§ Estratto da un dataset
◇ ◇ ◇ ◇

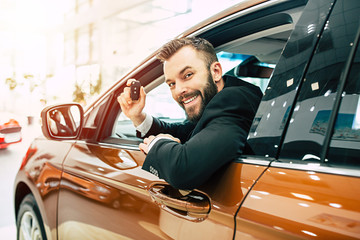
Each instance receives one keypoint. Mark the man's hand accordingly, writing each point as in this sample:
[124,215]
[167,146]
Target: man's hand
[147,143]
[132,109]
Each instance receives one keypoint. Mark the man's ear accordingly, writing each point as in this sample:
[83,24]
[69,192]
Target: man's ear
[216,71]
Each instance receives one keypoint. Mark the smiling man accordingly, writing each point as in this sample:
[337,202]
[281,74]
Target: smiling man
[219,113]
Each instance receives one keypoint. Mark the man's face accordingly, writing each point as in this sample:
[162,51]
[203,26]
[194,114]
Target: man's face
[190,81]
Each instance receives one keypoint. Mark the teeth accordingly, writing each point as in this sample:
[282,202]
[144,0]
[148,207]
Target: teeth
[190,100]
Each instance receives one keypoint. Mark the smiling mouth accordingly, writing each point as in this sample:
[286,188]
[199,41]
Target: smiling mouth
[189,100]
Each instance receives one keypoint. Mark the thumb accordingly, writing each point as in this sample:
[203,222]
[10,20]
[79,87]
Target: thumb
[142,94]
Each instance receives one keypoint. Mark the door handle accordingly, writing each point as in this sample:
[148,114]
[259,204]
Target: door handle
[194,206]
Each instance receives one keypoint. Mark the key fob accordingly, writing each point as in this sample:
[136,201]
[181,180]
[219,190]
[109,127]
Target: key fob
[135,90]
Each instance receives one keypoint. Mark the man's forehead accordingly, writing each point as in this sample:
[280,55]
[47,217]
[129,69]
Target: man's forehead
[185,58]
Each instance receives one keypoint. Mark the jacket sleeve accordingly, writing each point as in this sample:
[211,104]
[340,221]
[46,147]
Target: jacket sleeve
[222,138]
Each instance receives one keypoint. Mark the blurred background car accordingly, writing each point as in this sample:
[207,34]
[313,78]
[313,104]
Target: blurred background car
[10,130]
[298,179]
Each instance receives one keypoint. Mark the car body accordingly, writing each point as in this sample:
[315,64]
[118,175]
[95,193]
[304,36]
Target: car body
[10,130]
[297,179]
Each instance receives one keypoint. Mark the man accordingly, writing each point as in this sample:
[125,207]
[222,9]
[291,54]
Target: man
[219,115]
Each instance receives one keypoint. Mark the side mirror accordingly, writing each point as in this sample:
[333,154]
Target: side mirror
[62,122]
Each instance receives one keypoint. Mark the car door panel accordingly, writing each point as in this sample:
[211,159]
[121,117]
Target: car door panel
[43,166]
[302,203]
[104,190]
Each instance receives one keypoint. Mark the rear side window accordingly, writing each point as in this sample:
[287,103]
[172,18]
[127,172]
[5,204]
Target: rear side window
[309,121]
[345,143]
[273,113]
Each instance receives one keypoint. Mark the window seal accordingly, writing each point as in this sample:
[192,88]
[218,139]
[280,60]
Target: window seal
[341,86]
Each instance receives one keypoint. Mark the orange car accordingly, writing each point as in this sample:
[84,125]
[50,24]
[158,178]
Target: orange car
[10,131]
[298,179]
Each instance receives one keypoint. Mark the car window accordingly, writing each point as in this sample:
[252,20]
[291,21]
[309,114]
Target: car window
[309,121]
[160,104]
[270,120]
[345,143]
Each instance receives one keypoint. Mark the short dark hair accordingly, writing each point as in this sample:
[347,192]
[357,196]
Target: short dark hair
[202,45]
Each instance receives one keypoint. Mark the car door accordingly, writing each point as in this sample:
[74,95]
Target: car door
[311,190]
[104,194]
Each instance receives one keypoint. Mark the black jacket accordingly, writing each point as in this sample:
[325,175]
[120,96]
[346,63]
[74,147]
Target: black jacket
[217,138]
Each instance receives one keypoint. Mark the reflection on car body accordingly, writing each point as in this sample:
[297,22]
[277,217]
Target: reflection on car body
[10,130]
[298,179]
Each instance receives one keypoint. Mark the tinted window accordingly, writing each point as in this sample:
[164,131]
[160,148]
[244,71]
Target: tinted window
[345,143]
[160,104]
[272,116]
[309,120]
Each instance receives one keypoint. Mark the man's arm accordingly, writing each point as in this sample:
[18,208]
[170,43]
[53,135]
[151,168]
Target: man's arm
[222,138]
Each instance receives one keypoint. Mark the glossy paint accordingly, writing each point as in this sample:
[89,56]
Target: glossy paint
[104,191]
[293,204]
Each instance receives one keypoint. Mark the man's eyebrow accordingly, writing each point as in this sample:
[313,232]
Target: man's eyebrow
[180,73]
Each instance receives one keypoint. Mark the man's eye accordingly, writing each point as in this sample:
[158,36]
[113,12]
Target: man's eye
[188,75]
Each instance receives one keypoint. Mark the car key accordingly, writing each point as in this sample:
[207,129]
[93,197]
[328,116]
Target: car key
[135,90]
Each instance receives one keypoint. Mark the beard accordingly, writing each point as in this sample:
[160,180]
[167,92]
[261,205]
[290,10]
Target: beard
[210,91]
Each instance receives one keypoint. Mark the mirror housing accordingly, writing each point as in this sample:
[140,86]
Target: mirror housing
[62,122]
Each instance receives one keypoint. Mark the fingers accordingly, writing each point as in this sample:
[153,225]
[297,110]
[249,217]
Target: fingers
[128,83]
[144,146]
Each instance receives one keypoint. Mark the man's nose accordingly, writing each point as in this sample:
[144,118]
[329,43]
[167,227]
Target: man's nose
[181,88]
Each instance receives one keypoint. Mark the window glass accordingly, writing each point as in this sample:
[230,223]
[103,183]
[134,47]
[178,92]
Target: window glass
[309,121]
[160,104]
[92,120]
[273,112]
[345,143]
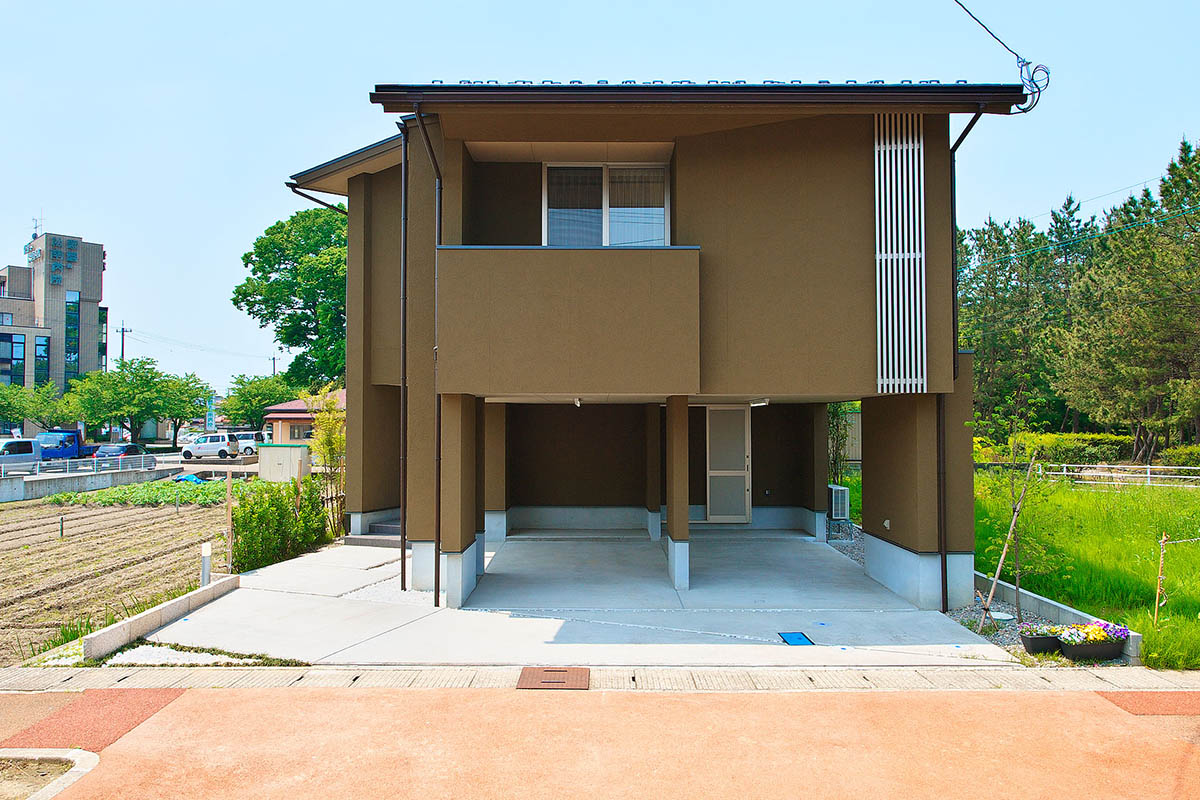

◇ ◇ ◇ ◇

Estrai dalle righe qui sopra tutte quelle che contengono la stringa "eyebrow". Tieni conto della distinzione tra maiuscole e minuscole.

Each instance receives one keypoint. Mark the man's eyebrow accordingly, writing each point as in this sample:
Target: man's eyebrow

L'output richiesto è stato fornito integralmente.